#### WORK TO BE COMPLETED
Write the records out again without change. Leave the pictures behind.

#### SUPPLIED DATA

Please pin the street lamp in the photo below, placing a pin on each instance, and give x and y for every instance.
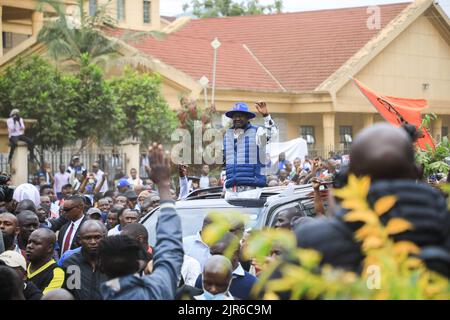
(204, 83)
(215, 44)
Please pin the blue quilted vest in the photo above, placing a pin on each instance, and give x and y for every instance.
(243, 159)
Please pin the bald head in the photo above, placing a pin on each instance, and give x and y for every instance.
(383, 152)
(137, 231)
(217, 274)
(286, 217)
(9, 224)
(92, 225)
(46, 235)
(25, 215)
(218, 264)
(58, 294)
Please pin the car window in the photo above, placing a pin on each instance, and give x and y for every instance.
(274, 214)
(192, 219)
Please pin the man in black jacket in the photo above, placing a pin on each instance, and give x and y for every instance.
(68, 233)
(83, 277)
(386, 154)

#### EXPECTED ANSWER
Please pin the street lamp in the photo below, placing a pin on each instance, and give x and y for every instance.
(204, 83)
(215, 44)
Please pin the blue quilted vest in the photo above, placing a pin on each instance, and give x and y for every instance.
(243, 159)
Please pin the bald head in the photo above, placing a pin on each instance, and give x and y for every instance.
(383, 152)
(137, 231)
(217, 274)
(286, 217)
(9, 224)
(92, 225)
(46, 235)
(25, 215)
(218, 264)
(58, 294)
Please pin the car window in the photo above, placing a pin on each instance, and give x and y for every instance.
(274, 214)
(192, 219)
Please pin the man in black jacket in the photo above, placing a pin on each instance, and give x and y for every instance.
(68, 233)
(83, 277)
(386, 154)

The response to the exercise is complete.